[DATASET ENTRIES Boundary: Start]
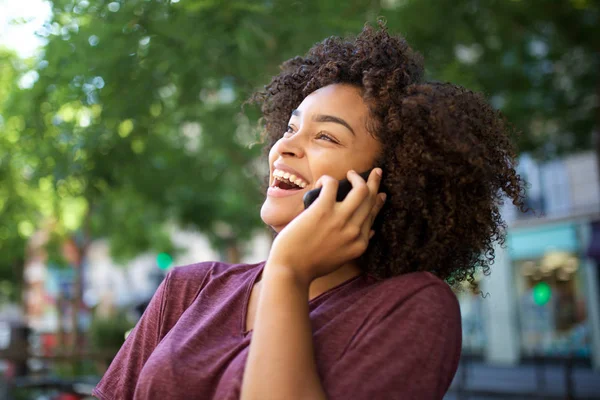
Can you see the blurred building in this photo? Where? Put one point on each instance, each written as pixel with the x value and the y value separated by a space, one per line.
pixel 542 299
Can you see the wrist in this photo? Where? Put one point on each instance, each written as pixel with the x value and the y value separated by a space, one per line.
pixel 286 275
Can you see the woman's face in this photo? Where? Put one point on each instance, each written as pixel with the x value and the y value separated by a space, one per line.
pixel 326 135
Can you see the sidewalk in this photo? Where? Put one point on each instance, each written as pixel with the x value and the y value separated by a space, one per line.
pixel 483 381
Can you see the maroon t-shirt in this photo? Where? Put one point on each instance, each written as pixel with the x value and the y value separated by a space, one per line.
pixel 399 338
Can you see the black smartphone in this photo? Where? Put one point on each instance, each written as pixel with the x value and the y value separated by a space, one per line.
pixel 344 188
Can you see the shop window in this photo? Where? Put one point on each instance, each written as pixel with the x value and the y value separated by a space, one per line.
pixel 472 313
pixel 552 306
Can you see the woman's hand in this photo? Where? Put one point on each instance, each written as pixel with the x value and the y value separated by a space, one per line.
pixel 329 233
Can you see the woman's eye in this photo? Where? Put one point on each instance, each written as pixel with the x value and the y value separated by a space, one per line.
pixel 325 136
pixel 288 131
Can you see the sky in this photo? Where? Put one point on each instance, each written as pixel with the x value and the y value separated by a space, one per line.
pixel 21 36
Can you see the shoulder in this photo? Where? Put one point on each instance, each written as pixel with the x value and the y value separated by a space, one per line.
pixel 421 294
pixel 192 278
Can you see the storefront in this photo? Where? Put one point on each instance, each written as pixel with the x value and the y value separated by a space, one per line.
pixel 551 291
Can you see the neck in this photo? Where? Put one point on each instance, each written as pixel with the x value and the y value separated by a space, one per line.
pixel 333 279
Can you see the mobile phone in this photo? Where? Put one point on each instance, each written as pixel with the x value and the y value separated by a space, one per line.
pixel 344 188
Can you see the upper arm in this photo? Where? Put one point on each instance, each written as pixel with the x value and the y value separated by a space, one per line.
pixel 411 352
pixel 120 379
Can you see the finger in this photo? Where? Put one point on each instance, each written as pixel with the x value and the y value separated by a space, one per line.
pixel 368 224
pixel 328 193
pixel 362 210
pixel 374 180
pixel 356 196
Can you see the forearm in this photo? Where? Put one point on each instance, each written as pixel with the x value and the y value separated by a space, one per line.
pixel 281 363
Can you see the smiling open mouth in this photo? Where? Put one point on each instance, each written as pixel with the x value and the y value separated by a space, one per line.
pixel 286 181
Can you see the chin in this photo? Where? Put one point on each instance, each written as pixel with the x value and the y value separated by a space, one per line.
pixel 276 217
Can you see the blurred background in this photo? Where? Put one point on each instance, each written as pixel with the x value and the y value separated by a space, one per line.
pixel 124 151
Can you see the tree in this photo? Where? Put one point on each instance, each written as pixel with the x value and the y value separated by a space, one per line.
pixel 538 61
pixel 134 119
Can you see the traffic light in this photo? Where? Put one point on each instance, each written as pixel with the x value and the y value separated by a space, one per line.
pixel 164 261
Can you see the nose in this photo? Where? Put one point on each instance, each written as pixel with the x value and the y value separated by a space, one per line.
pixel 290 146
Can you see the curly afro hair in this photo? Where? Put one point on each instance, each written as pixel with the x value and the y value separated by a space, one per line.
pixel 447 156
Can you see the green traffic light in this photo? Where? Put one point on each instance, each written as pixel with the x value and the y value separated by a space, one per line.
pixel 541 293
pixel 164 261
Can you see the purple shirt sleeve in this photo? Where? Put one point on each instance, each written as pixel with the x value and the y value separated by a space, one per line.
pixel 120 379
pixel 165 308
pixel 411 351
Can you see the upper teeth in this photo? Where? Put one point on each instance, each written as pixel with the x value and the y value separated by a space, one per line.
pixel 279 174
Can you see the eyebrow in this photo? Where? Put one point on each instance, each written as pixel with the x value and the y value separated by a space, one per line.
pixel 327 118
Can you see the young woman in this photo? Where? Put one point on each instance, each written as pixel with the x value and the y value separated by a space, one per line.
pixel 354 300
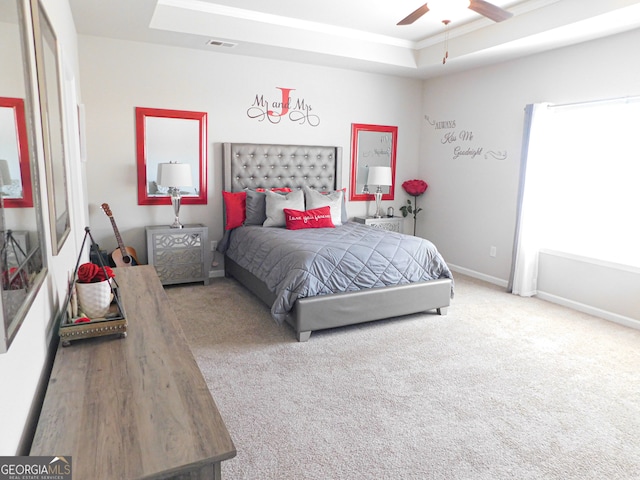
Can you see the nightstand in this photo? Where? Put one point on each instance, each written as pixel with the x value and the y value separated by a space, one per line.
pixel 393 224
pixel 180 255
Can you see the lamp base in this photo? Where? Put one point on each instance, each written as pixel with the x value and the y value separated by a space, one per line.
pixel 175 201
pixel 378 196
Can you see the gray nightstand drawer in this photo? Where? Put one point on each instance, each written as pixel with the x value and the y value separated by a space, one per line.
pixel 180 255
pixel 393 224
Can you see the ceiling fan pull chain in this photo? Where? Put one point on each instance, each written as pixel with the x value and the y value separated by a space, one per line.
pixel 446 41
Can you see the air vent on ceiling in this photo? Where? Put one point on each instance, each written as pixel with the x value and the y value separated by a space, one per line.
pixel 220 43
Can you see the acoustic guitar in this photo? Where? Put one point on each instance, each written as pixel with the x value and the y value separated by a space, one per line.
pixel 122 256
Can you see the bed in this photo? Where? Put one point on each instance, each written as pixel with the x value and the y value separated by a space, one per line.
pixel 382 291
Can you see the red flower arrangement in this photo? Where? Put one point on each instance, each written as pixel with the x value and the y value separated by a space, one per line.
pixel 415 188
pixel 92 273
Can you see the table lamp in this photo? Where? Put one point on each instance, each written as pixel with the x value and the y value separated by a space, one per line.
pixel 174 176
pixel 380 176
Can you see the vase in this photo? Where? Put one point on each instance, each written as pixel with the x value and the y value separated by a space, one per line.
pixel 94 299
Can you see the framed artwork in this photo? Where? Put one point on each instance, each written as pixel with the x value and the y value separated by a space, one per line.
pixel 371 146
pixel 50 89
pixel 166 136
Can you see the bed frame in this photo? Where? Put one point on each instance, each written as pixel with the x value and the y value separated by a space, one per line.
pixel 248 165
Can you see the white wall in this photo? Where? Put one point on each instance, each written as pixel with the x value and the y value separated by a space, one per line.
pixel 117 76
pixel 471 203
pixel 22 366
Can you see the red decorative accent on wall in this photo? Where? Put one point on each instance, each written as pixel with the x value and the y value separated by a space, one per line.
pixel 143 197
pixel 23 153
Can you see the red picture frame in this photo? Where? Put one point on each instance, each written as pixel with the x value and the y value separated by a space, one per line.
pixel 373 145
pixel 143 163
pixel 26 201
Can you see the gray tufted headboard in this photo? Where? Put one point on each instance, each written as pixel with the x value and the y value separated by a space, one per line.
pixel 258 165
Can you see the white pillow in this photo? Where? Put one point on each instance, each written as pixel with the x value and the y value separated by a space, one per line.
pixel 276 203
pixel 334 200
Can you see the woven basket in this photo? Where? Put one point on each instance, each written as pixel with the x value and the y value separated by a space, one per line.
pixel 94 299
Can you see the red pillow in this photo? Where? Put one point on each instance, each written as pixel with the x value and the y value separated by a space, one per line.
pixel 235 204
pixel 315 218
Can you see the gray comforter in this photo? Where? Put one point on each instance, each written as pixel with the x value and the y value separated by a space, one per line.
pixel 302 263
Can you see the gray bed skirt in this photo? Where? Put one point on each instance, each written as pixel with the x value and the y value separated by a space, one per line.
pixel 349 308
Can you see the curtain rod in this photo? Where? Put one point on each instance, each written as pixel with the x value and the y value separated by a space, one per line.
pixel 591 102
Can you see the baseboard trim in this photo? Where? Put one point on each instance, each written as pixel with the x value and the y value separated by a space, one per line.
pixel 596 312
pixel 478 275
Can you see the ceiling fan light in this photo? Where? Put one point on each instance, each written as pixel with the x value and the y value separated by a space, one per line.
pixel 449 9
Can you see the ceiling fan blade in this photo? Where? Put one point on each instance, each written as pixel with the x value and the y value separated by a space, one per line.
pixel 412 17
pixel 489 10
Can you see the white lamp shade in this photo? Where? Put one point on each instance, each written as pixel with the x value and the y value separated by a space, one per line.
pixel 379 176
pixel 174 175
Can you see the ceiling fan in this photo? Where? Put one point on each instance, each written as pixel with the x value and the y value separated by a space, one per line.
pixel 493 12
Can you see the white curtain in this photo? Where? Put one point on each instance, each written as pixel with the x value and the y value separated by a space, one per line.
pixel 529 227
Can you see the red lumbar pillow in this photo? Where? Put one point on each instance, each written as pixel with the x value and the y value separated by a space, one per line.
pixel 234 209
pixel 315 218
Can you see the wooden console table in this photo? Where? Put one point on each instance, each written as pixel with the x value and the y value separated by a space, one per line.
pixel 135 407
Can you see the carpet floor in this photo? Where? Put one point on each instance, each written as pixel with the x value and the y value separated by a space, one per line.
pixel 503 387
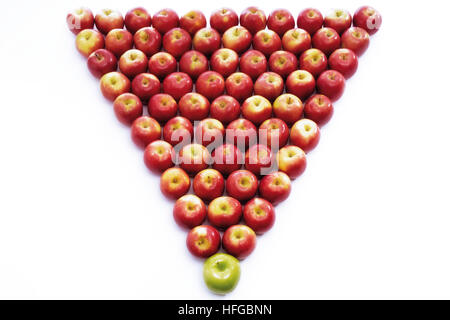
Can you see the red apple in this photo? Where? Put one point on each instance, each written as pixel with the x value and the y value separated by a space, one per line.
pixel 101 61
pixel 177 85
pixel 275 187
pixel 367 18
pixel 239 241
pixel 133 62
pixel 136 19
pixel 193 21
pixel 237 38
pixel 144 131
pixel 209 184
pixel 113 84
pixel 127 107
pixel 162 107
pixel 310 20
pixel 259 215
pixel 159 156
pixel 189 211
pixel 108 19
pixel 203 241
pixel 280 21
pixel 164 20
pixel 288 108
pixel 224 212
pixel 253 19
pixel 174 183
pixel 225 109
pixel 223 19
pixel 319 109
pixel 194 63
pixel 314 61
pixel 224 61
pixel 80 19
pixel 148 40
pixel 305 134
pixel 283 63
pixel 176 42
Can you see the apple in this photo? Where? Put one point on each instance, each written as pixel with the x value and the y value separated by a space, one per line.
pixel 113 84
pixel 345 61
pixel 225 109
pixel 314 61
pixel 194 106
pixel 136 19
pixel 300 83
pixel 203 241
pixel 193 21
pixel 368 19
pixel 159 156
pixel 356 39
pixel 80 19
pixel 288 108
pixel 165 19
pixel 253 19
pixel 209 184
pixel 340 20
pixel 210 131
pixel 239 85
pixel 162 64
pixel 273 131
pixel 127 107
pixel 148 40
pixel 319 109
pixel 176 42
pixel 224 61
pixel 177 84
pixel 296 41
pixel 305 134
pixel 108 19
pixel 242 133
pixel 194 158
pixel 280 21
pixel 267 42
pixel 259 215
pixel 310 20
pixel 242 185
pixel 237 38
pixel 326 40
pixel 227 159
pixel 174 183
pixel 189 211
pixel 133 62
pixel 88 41
pixel 275 187
pixel 194 63
pixel 283 63
pixel 162 107
pixel 239 241
pixel 269 85
pixel 223 19
pixel 101 61
pixel 210 84
pixel 332 84
pixel 145 86
pixel 221 273
pixel 144 131
pixel 178 130
pixel 224 212
pixel 253 63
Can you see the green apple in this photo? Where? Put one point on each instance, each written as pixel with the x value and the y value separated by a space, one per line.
pixel 221 273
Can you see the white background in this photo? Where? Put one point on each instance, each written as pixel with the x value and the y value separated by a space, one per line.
pixel 81 217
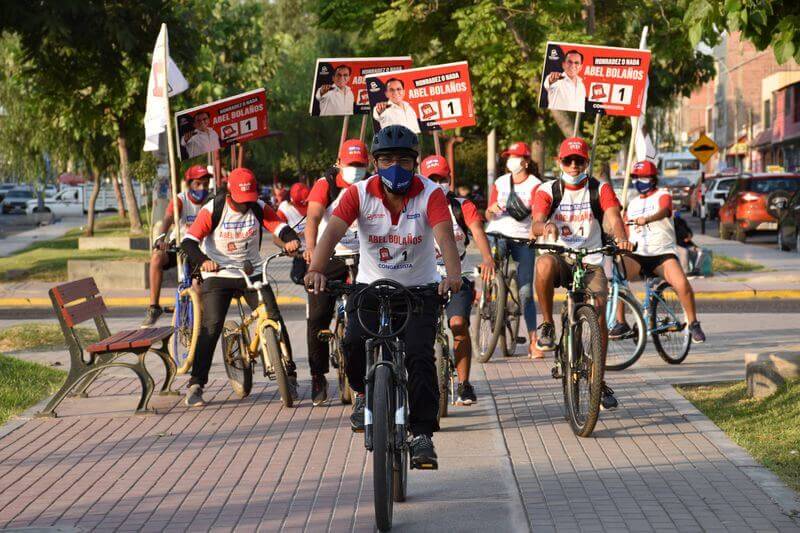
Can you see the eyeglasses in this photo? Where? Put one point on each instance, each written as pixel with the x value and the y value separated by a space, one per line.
pixel 570 160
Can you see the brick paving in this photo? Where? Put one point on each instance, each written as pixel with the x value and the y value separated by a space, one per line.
pixel 248 465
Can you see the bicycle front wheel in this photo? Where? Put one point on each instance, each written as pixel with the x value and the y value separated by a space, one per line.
pixel 268 339
pixel 669 328
pixel 238 367
pixel 628 348
pixel 585 373
pixel 383 446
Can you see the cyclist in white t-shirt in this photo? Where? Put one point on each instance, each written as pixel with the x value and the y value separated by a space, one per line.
pixel 654 235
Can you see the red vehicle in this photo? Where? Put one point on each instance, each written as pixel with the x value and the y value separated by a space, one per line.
pixel 745 209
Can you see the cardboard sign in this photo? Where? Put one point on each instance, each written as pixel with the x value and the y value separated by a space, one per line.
pixel 218 125
pixel 594 79
pixel 423 99
pixel 339 88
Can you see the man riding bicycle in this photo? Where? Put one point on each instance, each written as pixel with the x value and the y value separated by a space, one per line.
pixel 654 234
pixel 190 202
pixel 399 216
pixel 570 211
pixel 351 167
pixel 230 230
pixel 509 214
pixel 466 222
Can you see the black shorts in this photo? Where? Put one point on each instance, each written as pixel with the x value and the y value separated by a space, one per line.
pixel 649 263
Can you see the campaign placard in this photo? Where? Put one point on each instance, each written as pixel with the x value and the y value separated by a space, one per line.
pixel 218 125
pixel 423 99
pixel 594 79
pixel 339 88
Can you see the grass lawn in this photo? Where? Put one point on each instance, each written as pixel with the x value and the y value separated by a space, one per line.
pixel 723 263
pixel 23 384
pixel 34 336
pixel 47 261
pixel 768 429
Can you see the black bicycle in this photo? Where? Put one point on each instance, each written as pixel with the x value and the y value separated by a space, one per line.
pixel 386 433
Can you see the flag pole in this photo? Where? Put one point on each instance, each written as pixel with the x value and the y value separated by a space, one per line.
pixel 632 145
pixel 173 171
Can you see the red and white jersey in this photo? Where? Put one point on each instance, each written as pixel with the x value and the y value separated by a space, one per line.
pixel 576 223
pixel 654 238
pixel 505 223
pixel 236 238
pixel 292 216
pixel 471 215
pixel 400 245
pixel 187 211
pixel 348 245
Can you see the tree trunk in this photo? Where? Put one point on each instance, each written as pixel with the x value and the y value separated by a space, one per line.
pixel 92 202
pixel 130 197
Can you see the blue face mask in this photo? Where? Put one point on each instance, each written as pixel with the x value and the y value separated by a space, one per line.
pixel 644 186
pixel 396 178
pixel 198 196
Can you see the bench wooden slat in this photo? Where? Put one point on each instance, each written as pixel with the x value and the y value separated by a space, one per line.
pixel 78 313
pixel 75 290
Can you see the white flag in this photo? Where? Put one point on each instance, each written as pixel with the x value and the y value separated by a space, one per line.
pixel 155 115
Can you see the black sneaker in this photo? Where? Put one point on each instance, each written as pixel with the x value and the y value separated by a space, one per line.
pixel 696 331
pixel 153 312
pixel 607 399
pixel 466 394
pixel 357 416
pixel 319 389
pixel 619 330
pixel 545 337
pixel 423 455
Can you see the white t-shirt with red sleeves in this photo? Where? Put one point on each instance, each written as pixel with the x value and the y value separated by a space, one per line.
pixel 654 238
pixel 187 212
pixel 399 246
pixel 348 245
pixel 236 238
pixel 577 226
pixel 471 215
pixel 505 223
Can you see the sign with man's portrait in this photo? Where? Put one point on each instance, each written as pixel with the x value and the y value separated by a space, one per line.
pixel 423 99
pixel 594 79
pixel 339 87
pixel 218 125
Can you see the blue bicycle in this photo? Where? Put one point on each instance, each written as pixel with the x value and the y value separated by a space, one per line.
pixel 659 315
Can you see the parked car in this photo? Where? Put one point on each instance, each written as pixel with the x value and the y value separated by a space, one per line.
pixel 745 210
pixel 17 200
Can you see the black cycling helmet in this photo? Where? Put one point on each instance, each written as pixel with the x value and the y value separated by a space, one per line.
pixel 395 138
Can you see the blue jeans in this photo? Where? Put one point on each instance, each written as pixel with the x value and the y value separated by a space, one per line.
pixel 524 257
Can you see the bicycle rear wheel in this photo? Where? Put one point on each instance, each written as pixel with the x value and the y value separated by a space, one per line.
pixel 383 446
pixel 627 349
pixel 668 325
pixel 585 375
pixel 234 346
pixel 268 339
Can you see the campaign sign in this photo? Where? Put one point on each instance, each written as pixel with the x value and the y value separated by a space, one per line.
pixel 339 87
pixel 218 125
pixel 594 79
pixel 423 99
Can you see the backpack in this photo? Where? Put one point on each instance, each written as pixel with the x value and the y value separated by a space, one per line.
pixel 219 206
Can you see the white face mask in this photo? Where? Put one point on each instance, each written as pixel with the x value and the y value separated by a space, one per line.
pixel 514 164
pixel 353 174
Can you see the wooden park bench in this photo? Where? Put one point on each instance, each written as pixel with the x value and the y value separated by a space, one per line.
pixel 78 301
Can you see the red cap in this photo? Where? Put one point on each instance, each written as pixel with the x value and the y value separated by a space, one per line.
pixel 434 165
pixel 196 172
pixel 519 149
pixel 573 146
pixel 353 151
pixel 298 194
pixel 243 186
pixel 644 168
[DATASET ENTRIES Boundary: End]
* [PROBLEM REQUIREMENTS]
Set down the lines above exactly as written. Begin at the line containing "Can you see the wooden park" and stop after the last line.

* [RESPONSE AREA]
Can you see the wooden park bench in this photo? Where? Put one point on each instance, each written as pixel with the x value and the y value separated by a space, one per line.
pixel 78 301
Can you see the red cap in this photo? Where? Put one point on each instance, each written as pixel with the x value and the y value separated by a space, one per line.
pixel 434 165
pixel 196 172
pixel 519 149
pixel 573 146
pixel 353 151
pixel 298 194
pixel 243 186
pixel 644 168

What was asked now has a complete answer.